▶ _REQUIRED WORK_
**a.** Using the passage on the 99th New York Infantry Regiment, answer each of these on its own line: (i) Which colonel organized the regiment? (ii) Aboard which ship did it fight in the naval engagement in Hampton Roads? (iii) Under which brigadier general did it serve at the White House in the summer of 1863?
**b.** Write out the section of the passage on the 99th New York Infantry Regiment that opens with the words containing "Detachments of the" and closes with "Carolina during 1864.".
**c.** Translate this sentence from the passage on the 99th New York Infantry Regiment into Spanish: "The brigade was to cruise along the Atlantic coast on provided gunboats."

▶ _DOCUMENT EXCERPT_
§ §

The 99th New York Infantry Regiment, the "Union Coast Guard", "Bartlett's Naval Brigade", "Lincoln Divers", or "New York and Virginia Coast Guard", was organized as a naval infantry brigade, but mainly served as an infantry regiment of the Union Army during the American Civil War.

Service
The 99th, known as the Union Coast Guard, or Bartlett's Naval Brigade, was organized by Colonel William A. Bartlett in New York City, though it contained many men from Massachusetts, and mustered in May 1861. The brigade was to cruise along the Atlantic coast on provided gunboats. The organization left the state in May  1861, and went to Fortress Monroe, Virginia, where it unsuccessfully tried to report to Maj Gen Benjamin F. Butler.  When Colonel Bartlett had a serious accident in August 1861, it was reorganized as an infantry regiment, and mustered into the service between June 1861 and March 1862.

Detachments of the regiment, operating as a coast guard, participated in skirmishes in coastal Virginia and the capture of forts at Cape Hatteras, North Carolina. It formed part of Burnside's North Carolina Expedition, and on the U. S. frigate Congress, took part in the naval engagement in Hampton Roads in March 1862. It served in detachments on army gunboats from August 1862; as a regiment at Suffolk, Virginia, in 7th Corps; at the White House in the Department of Virginia during the summer of 1863 under Brigadier General Isaac J. Wistar; and in the 18th Corps and District of North Carolina during 1864.

§ §

▶ _EXERCISE DATA_

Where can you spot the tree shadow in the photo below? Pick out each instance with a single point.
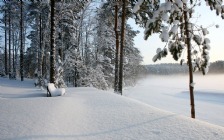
(92, 134)
(206, 96)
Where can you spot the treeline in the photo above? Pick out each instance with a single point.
(171, 68)
(71, 42)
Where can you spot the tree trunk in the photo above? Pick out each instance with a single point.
(40, 76)
(6, 53)
(13, 53)
(21, 43)
(52, 52)
(117, 50)
(120, 84)
(188, 42)
(9, 42)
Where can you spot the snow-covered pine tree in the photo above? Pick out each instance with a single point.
(173, 20)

§ §

▶ _SOLUTION SET_
**a.**
(i) Colonel William A. Bartlett
(ii) The U. S. frigate Congress
(iii) Brigadier General Isaac J. Wistar

**b.**
Detachments of the regiment, operating as a coast guard, participated in skirmishes in coastal Virginia and the capture of forts at Cape Hatteras, North Carolina. It formed part of Burnside's North Carolina Expedition, and on the U. S. frigate Congress, took part in the naval engagement in Hampton Roads in March 1862. It served in detachments on army gunboats from August 1862; as a regiment at Suffolk, Virginia, in 7th Corps; at the White House in the Department of Virginia during the summer of 1863 under Brigadier General Isaac J. Wistar; and in the 18th Corps and District of North Carolina during 1864.

**c.** La brigada debía navegar a lo largo de la costa atlántica en cañoneras proporcionadas.